■ **Problems to work on**
[1] What is the title of the Chris Packham documentary mentioned in the blog post about autism?
[2] Quote every remark that the blog post about the Chris Packham documentary places inside parentheses, in the order they appear.

■ **Page text**
----------------------------------------
It’s been a little while since I blogged in this space. Life has been busy for this autistic.
I’ve learned a great deal lately in my professional life, mainly about the absolute importance of working from core knowledge. Congruence is the buzz word right now – and from it so very many good things can and do flow.
This is all very timely and segues nicely into other areas of my life. Viewing the recent Chris Packham documentary Asperger’s and Me has set the seal on a growing trend. I know it wasn’t a perfect programme on autism per se (I even wonder what such a thing would look like as there are so many ways of being autistic) but it was perfect for Chris.
Many will point out that this was a white male perspective (as ever) and that there was an unhelpful division between Asperger’s and autism (a false division some would argue – myself included). Horrifying sequences were filmed in the US where autism was likened to cancer with resultant ABA ‘behavioural chemotherapy’ administered. I’m still reeling. We witnessed the controversial TMS intervention being applied to a young man – a subject I myself have written passionately against in a previous blog post.
Yet Chris being perfectly himself is what we’d all like – and in this sense it felt nothing short of a miracle. We saw (perhaps for the first time?) an autistic man owning the screen quite openly – after decades of masking his autism for viewers he dropped it revealing a far more interesting persona (even than the one so many of us have admired for so long).
----------------------------------------
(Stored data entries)

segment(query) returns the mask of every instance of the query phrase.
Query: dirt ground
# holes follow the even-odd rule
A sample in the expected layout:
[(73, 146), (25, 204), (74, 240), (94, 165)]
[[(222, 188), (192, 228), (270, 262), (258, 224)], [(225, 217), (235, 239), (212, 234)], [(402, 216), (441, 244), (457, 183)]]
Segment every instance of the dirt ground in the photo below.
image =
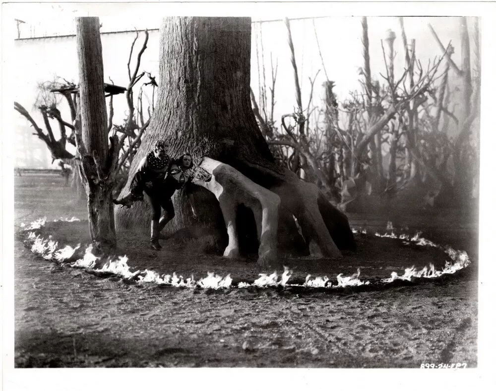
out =
[[(435, 243), (467, 251), (473, 263), (454, 275), (366, 289), (214, 291), (139, 285), (45, 261), (24, 246), (21, 223), (47, 216), (43, 236), (52, 235), (59, 247), (84, 244), (87, 222), (53, 220), (85, 219), (85, 206), (54, 175), (16, 177), (14, 197), (17, 368), (477, 366), (477, 229), (470, 216), (350, 215), (353, 227), (368, 233), (356, 235), (357, 252), (338, 261), (283, 262), (293, 270), (290, 283), (308, 274), (335, 281), (359, 267), (361, 279), (372, 283), (412, 265), (440, 268), (448, 258), (438, 249), (373, 236), (391, 221), (398, 233), (420, 230)], [(199, 254), (201, 244), (194, 241), (164, 244), (166, 250), (153, 251), (147, 238), (121, 233), (116, 253), (126, 255), (133, 270), (197, 280), (214, 271), (230, 273), (235, 283), (252, 282), (273, 271), (252, 260)]]

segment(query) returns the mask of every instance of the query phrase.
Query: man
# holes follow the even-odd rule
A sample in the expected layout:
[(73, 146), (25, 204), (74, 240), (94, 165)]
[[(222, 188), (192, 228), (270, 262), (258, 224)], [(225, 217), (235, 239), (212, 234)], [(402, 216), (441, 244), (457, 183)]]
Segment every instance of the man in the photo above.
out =
[[(185, 175), (183, 171), (192, 167), (190, 155), (188, 154), (188, 158), (184, 159), (186, 161), (186, 163), (178, 164), (176, 161), (171, 162), (167, 155), (168, 147), (165, 141), (157, 141), (153, 150), (140, 162), (137, 172), (131, 183), (130, 192), (120, 199), (114, 200), (115, 204), (129, 208), (135, 201), (142, 200), (143, 192), (145, 192), (146, 200), (152, 211), (150, 243), (152, 248), (155, 250), (162, 248), (158, 241), (160, 231), (174, 217), (174, 208), (171, 197), (176, 190), (191, 181), (190, 178)], [(166, 178), (169, 169), (171, 171)], [(190, 192), (187, 192), (193, 215), (196, 216), (192, 195)], [(162, 209), (164, 209), (164, 214), (161, 218)]]

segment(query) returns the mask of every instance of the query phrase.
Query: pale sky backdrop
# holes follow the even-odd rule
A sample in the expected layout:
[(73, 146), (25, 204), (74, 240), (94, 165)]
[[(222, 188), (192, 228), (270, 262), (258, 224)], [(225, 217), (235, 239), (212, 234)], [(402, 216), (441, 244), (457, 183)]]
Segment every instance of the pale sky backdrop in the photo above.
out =
[[(190, 8), (164, 8), (164, 5), (69, 3), (30, 3), (29, 6), (26, 4), (21, 6), (20, 4), (12, 4), (10, 10), (9, 14), (12, 17), (9, 20), (9, 28), (13, 38), (17, 38), (18, 36), (17, 23), (14, 19), (25, 22), (19, 25), (20, 39), (15, 40), (13, 56), (9, 58), (12, 65), (14, 99), (29, 111), (41, 126), (42, 117), (33, 109), (37, 84), (53, 79), (55, 75), (77, 83), (77, 57), (75, 38), (73, 36), (74, 19), (76, 16), (100, 17), (102, 24), (101, 32), (105, 81), (109, 82), (110, 77), (116, 84), (126, 86), (128, 80), (126, 65), (129, 48), (134, 38), (135, 33), (132, 32), (134, 29), (148, 28), (153, 30), (159, 27), (164, 15), (186, 14), (192, 12)], [(199, 9), (199, 13), (197, 14), (252, 16), (251, 87), (258, 98), (259, 78), (263, 80), (264, 67), (267, 86), (269, 86), (271, 56), (274, 66), (276, 63), (278, 65), (274, 111), (277, 126), (280, 125), (281, 116), (293, 112), (296, 105), (287, 30), (282, 21), (285, 16), (287, 15), (291, 19), (292, 35), (304, 107), (307, 106), (310, 92), (309, 78), (313, 78), (320, 70), (314, 87), (313, 102), (318, 104), (321, 101), (321, 86), (326, 79), (316, 33), (325, 71), (329, 78), (335, 83), (334, 92), (340, 101), (345, 99), (349, 91), (361, 89), (358, 71), (363, 63), (360, 17), (334, 16), (339, 13), (335, 12), (338, 9), (335, 6), (319, 12), (322, 7), (319, 4), (314, 4), (303, 10), (300, 8), (299, 12), (295, 12), (290, 6), (282, 8), (281, 5), (271, 8), (270, 12), (261, 13), (251, 8), (244, 9), (240, 7), (233, 11), (233, 9), (223, 10), (222, 7), (217, 7), (207, 8), (201, 10), (202, 11)], [(214, 9), (216, 11), (214, 12)], [(285, 14), (285, 11), (287, 13)], [(445, 45), (451, 41), (455, 50), (453, 59), (459, 64), (460, 34), (457, 17), (405, 17), (404, 22), (407, 38), (409, 41), (416, 40), (417, 57), (424, 66), (427, 67), (429, 60), (441, 54), (428, 29), (428, 23), (434, 26)], [(385, 74), (380, 40), (385, 37), (388, 29), (394, 31), (397, 36), (395, 48), (397, 54), (395, 65), (395, 74), (399, 77), (404, 66), (404, 51), (398, 18), (372, 16), (369, 17), (368, 23), (372, 77), (382, 81), (379, 73)], [(471, 20), (471, 31), (472, 23), (473, 20)], [(123, 31), (131, 32), (112, 33)], [(142, 59), (141, 69), (151, 72), (157, 77), (160, 83), (158, 77), (158, 31), (150, 31), (148, 48)], [(140, 47), (142, 39), (142, 34), (136, 44), (137, 47)], [(135, 91), (137, 90), (136, 88)], [(136, 92), (135, 98), (137, 95)], [(122, 123), (126, 109), (124, 94), (115, 97), (114, 108), (114, 123)], [(65, 105), (63, 104), (61, 108), (64, 116), (64, 113), (68, 112)], [(26, 139), (26, 132), (32, 132), (27, 122), (17, 113), (15, 114), (13, 117), (15, 133), (22, 135), (17, 139), (17, 146), (21, 146), (21, 139)], [(56, 124), (54, 125), (56, 133), (58, 127)], [(36, 137), (33, 138), (35, 143), (41, 142)], [(14, 151), (13, 153), (15, 153)], [(44, 159), (48, 159), (49, 163), (51, 161), (49, 156)]]
[[(157, 26), (162, 15), (168, 14), (188, 14), (210, 15), (211, 16), (235, 16), (252, 15), (256, 20), (265, 19), (280, 19), (287, 16), (290, 17), (302, 17), (312, 16), (333, 15), (336, 17), (355, 15), (360, 16), (380, 16), (380, 15), (472, 15), (483, 16), (482, 27), (482, 56), (483, 56), (483, 85), (482, 85), (482, 127), (481, 130), (481, 210), (483, 211), (480, 216), (481, 246), (480, 257), (481, 261), (479, 265), (479, 297), (481, 311), (479, 314), (478, 323), (479, 328), (479, 354), (477, 369), (468, 372), (455, 373), (452, 371), (446, 371), (440, 374), (438, 372), (423, 372), (422, 376), (416, 377), (414, 381), (410, 381), (409, 375), (402, 371), (375, 371), (363, 370), (360, 372), (351, 373), (353, 376), (353, 386), (355, 388), (370, 388), (371, 385), (380, 385), (381, 388), (388, 389), (389, 385), (397, 387), (397, 385), (406, 389), (418, 389), (419, 387), (427, 386), (428, 388), (452, 388), (460, 389), (490, 389), (489, 386), (490, 381), (494, 380), (492, 378), (488, 378), (489, 374), (494, 374), (494, 311), (489, 309), (494, 308), (493, 298), (495, 295), (495, 286), (492, 280), (494, 277), (494, 265), (493, 260), (494, 258), (494, 220), (495, 203), (494, 195), (496, 193), (495, 181), (494, 180), (495, 170), (495, 160), (494, 159), (494, 145), (496, 143), (495, 139), (494, 123), (494, 91), (496, 89), (496, 83), (494, 72), (496, 68), (495, 62), (494, 45), (492, 41), (496, 37), (496, 12), (495, 4), (487, 3), (482, 4), (480, 2), (452, 2), (446, 3), (441, 2), (429, 2), (405, 4), (400, 2), (390, 3), (370, 3), (361, 2), (356, 4), (322, 3), (310, 4), (309, 3), (300, 4), (299, 6), (288, 3), (279, 3), (269, 6), (264, 6), (259, 4), (190, 4), (181, 3), (176, 4), (161, 4), (160, 7), (156, 4), (135, 3), (94, 3), (92, 4), (63, 3), (55, 4), (38, 4), (31, 3), (27, 4), (2, 4), (2, 174), (4, 176), (2, 182), (2, 223), (3, 236), (4, 240), (2, 251), (3, 260), (4, 275), (13, 275), (13, 268), (12, 265), (13, 259), (13, 233), (12, 230), (13, 221), (13, 196), (12, 195), (13, 186), (13, 167), (15, 161), (16, 150), (13, 141), (11, 125), (14, 124), (14, 128), (19, 126), (23, 127), (25, 131), (29, 130), (26, 122), (19, 118), (19, 115), (12, 110), (12, 101), (13, 95), (16, 98), (18, 98), (26, 108), (31, 108), (33, 104), (33, 92), (32, 89), (34, 83), (38, 80), (46, 80), (47, 75), (49, 76), (51, 72), (55, 72), (59, 74), (65, 75), (68, 78), (77, 79), (76, 65), (75, 61), (76, 56), (72, 51), (74, 47), (73, 44), (65, 44), (64, 47), (57, 43), (56, 40), (54, 43), (46, 46), (37, 44), (37, 41), (33, 40), (14, 41), (16, 38), (16, 28), (14, 18), (18, 18), (29, 22), (34, 26), (35, 33), (39, 31), (44, 31), (47, 33), (51, 30), (55, 30), (58, 34), (63, 32), (70, 32), (72, 20), (75, 16), (100, 16), (103, 23), (102, 31), (110, 31), (112, 29), (125, 29), (135, 26), (137, 28), (151, 27)], [(52, 6), (53, 5), (53, 6)], [(267, 8), (268, 7), (268, 8)], [(112, 16), (109, 17), (109, 16)], [(130, 23), (129, 21), (132, 23)], [(334, 79), (336, 83), (336, 91), (340, 97), (346, 94), (349, 89), (357, 88), (357, 68), (361, 64), (361, 50), (360, 49), (360, 27), (359, 20), (341, 19), (341, 22), (333, 23), (332, 19), (322, 19), (322, 22), (315, 21), (322, 55), (324, 57), (324, 62), (329, 77)], [(323, 21), (326, 20), (326, 24)], [(388, 28), (393, 29), (398, 34), (398, 25), (393, 18), (372, 18), (370, 19), (370, 29), (371, 44), (375, 45), (373, 49), (374, 54), (372, 56), (372, 70), (376, 75), (376, 72), (381, 68), (380, 65), (381, 55), (377, 51), (378, 40), (384, 36), (384, 32)], [(428, 31), (426, 30), (427, 20), (422, 18), (419, 21), (406, 20), (407, 34), (409, 38), (415, 38), (417, 40), (418, 54), (420, 56), (420, 51), (432, 50), (433, 54), (438, 54), (436, 48), (431, 40)], [(433, 23), (434, 24), (434, 23)], [(276, 95), (279, 91), (281, 93), (277, 95), (277, 99), (281, 105), (281, 111), (287, 110), (288, 108), (294, 104), (294, 89), (292, 85), (292, 78), (289, 75), (291, 72), (288, 58), (288, 50), (284, 33), (284, 25), (282, 23), (274, 24), (275, 27), (278, 24), (277, 28), (280, 31), (277, 34), (274, 33), (274, 43), (272, 46), (267, 44), (265, 46), (266, 51), (272, 50), (274, 53), (278, 51), (281, 58), (279, 59), (279, 79), (281, 80), (282, 86), (276, 87)], [(44, 27), (42, 27), (42, 26)], [(124, 27), (122, 27), (123, 26)], [(292, 25), (293, 23), (292, 23)], [(453, 41), (459, 39), (459, 34), (456, 27), (456, 23), (452, 24), (445, 20), (441, 21), (435, 25), (438, 34), (445, 43), (450, 39)], [(36, 27), (38, 26), (38, 27)], [(326, 29), (330, 29), (326, 30)], [(109, 29), (109, 30), (107, 30)], [(307, 54), (309, 64), (304, 64), (303, 74), (301, 78), (307, 80), (312, 71), (315, 71), (319, 67), (318, 54), (314, 50), (313, 46), (314, 37), (312, 35), (312, 29), (307, 28), (305, 34), (309, 36), (305, 44), (302, 43), (302, 39), (298, 38), (300, 33), (297, 32), (295, 26), (293, 31), (295, 39), (295, 49), (299, 63), (301, 61), (302, 53)], [(104, 35), (102, 37), (105, 37)], [(324, 36), (328, 37), (324, 43)], [(10, 38), (9, 38), (10, 37)], [(272, 37), (264, 31), (264, 38)], [(106, 43), (106, 40), (102, 38), (104, 56), (105, 58), (110, 58), (116, 64), (115, 66), (106, 65), (106, 75), (111, 75), (116, 84), (125, 85), (125, 61), (121, 60), (125, 58), (127, 55), (128, 46), (132, 40), (132, 35), (129, 35), (129, 42), (118, 45), (112, 42)], [(110, 40), (109, 40), (110, 41)], [(40, 42), (42, 41), (38, 41)], [(48, 42), (48, 41), (47, 41)], [(398, 58), (402, 57), (402, 52), (398, 44), (396, 48), (398, 52)], [(456, 43), (453, 42), (456, 50)], [(71, 46), (72, 45), (72, 46)], [(270, 49), (269, 49), (270, 46)], [(49, 48), (54, 48), (55, 51), (49, 50)], [(156, 46), (155, 46), (156, 48)], [(55, 50), (55, 48), (57, 48)], [(268, 53), (268, 52), (267, 53)], [(429, 53), (428, 53), (428, 55)], [(459, 51), (455, 53), (454, 59), (459, 60)], [(157, 61), (158, 54), (154, 52), (153, 47), (150, 44), (146, 54), (149, 56), (147, 60), (150, 65), (153, 62)], [(424, 56), (424, 55), (423, 55)], [(109, 60), (107, 60), (108, 62)], [(399, 60), (398, 60), (399, 61)], [(310, 64), (311, 63), (311, 64)], [(60, 67), (57, 64), (60, 64)], [(299, 65), (299, 66), (301, 65)], [(284, 69), (283, 70), (283, 67)], [(108, 70), (107, 70), (108, 69)], [(488, 71), (486, 71), (486, 69)], [(323, 73), (323, 72), (321, 72)], [(253, 71), (252, 71), (253, 74)], [(255, 72), (256, 73), (256, 72)], [(288, 80), (284, 83), (284, 80)], [(291, 80), (291, 81), (290, 81)], [(287, 90), (283, 91), (285, 84), (287, 85)], [(252, 84), (253, 85), (253, 84)], [(305, 93), (304, 92), (304, 95)], [(284, 106), (284, 107), (283, 107)], [(15, 130), (15, 129), (14, 129)], [(33, 137), (34, 138), (34, 137)], [(6, 305), (4, 307), (4, 319), (10, 321), (5, 321), (4, 325), (4, 351), (13, 352), (13, 279), (8, 278), (3, 279), (3, 291), (5, 292), (4, 303)], [(9, 337), (10, 337), (10, 338)], [(13, 355), (10, 355), (11, 357)], [(163, 371), (154, 371), (153, 373), (123, 370), (124, 372), (117, 373), (113, 372), (112, 378), (105, 376), (105, 373), (100, 371), (85, 372), (84, 374), (77, 372), (78, 370), (72, 371), (67, 369), (63, 371), (54, 373), (52, 371), (46, 372), (44, 371), (30, 372), (28, 376), (24, 371), (11, 370), (9, 364), (12, 366), (12, 358), (9, 358), (6, 353), (4, 357), (4, 385), (10, 386), (9, 389), (16, 390), (50, 390), (51, 391), (65, 390), (67, 385), (70, 384), (71, 390), (74, 391), (87, 390), (112, 389), (113, 388), (123, 389), (133, 389), (142, 388), (144, 386), (149, 386), (149, 382), (153, 381), (156, 384), (163, 384), (166, 378), (168, 385), (174, 387), (175, 386), (184, 386), (184, 372), (167, 372), (164, 378)], [(10, 361), (9, 361), (10, 360)], [(364, 372), (365, 371), (365, 372)], [(63, 372), (63, 373), (62, 373)], [(290, 371), (293, 374), (295, 371)], [(326, 371), (325, 370), (318, 371), (306, 371), (298, 372), (298, 376), (290, 376), (286, 372), (282, 376), (280, 374), (274, 376), (272, 371), (257, 371), (253, 369), (249, 372), (242, 369), (232, 370), (228, 375), (225, 373), (217, 372), (215, 374), (209, 373), (208, 375), (213, 375), (218, 377), (221, 374), (222, 380), (227, 379), (228, 382), (236, 384), (240, 390), (253, 388), (253, 380), (256, 384), (267, 384), (275, 389), (279, 387), (284, 387), (289, 385), (291, 382), (291, 387), (293, 389), (310, 389), (321, 387), (322, 385), (329, 384), (329, 379), (332, 380), (335, 387), (349, 387), (349, 374), (350, 372), (344, 373), (339, 370)], [(189, 373), (187, 374), (189, 375)], [(202, 372), (202, 375), (206, 373)], [(360, 375), (362, 376), (360, 376)], [(170, 375), (172, 376), (170, 376)], [(227, 375), (226, 376), (226, 375)], [(337, 375), (337, 376), (336, 376)], [(406, 375), (406, 376), (405, 376)], [(234, 377), (236, 376), (236, 378)], [(242, 379), (240, 382), (239, 379)], [(144, 381), (143, 379), (145, 379)], [(343, 379), (343, 380), (341, 380)], [(106, 381), (111, 381), (112, 383)], [(233, 382), (234, 381), (236, 383)], [(179, 382), (182, 382), (180, 385)], [(343, 384), (341, 383), (343, 382)], [(346, 382), (346, 383), (344, 382)], [(161, 382), (161, 383), (159, 383)], [(491, 382), (491, 383), (494, 383)], [(205, 382), (204, 382), (205, 383)], [(208, 389), (209, 385), (212, 385), (212, 382), (202, 384), (202, 387), (206, 385)], [(281, 385), (283, 385), (281, 386)], [(123, 388), (123, 386), (124, 386)], [(217, 387), (215, 385), (216, 387)]]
----------------------------------------
■ **Answer list**
[1] Asperger's and Me

[2]
1. I even wonder what such a thing would look like as there are so many ways of being autistic
2. as ever
3. a false division some would argue – myself included
4. perhaps for the first time?
5. even than the one so many of us have admired for so long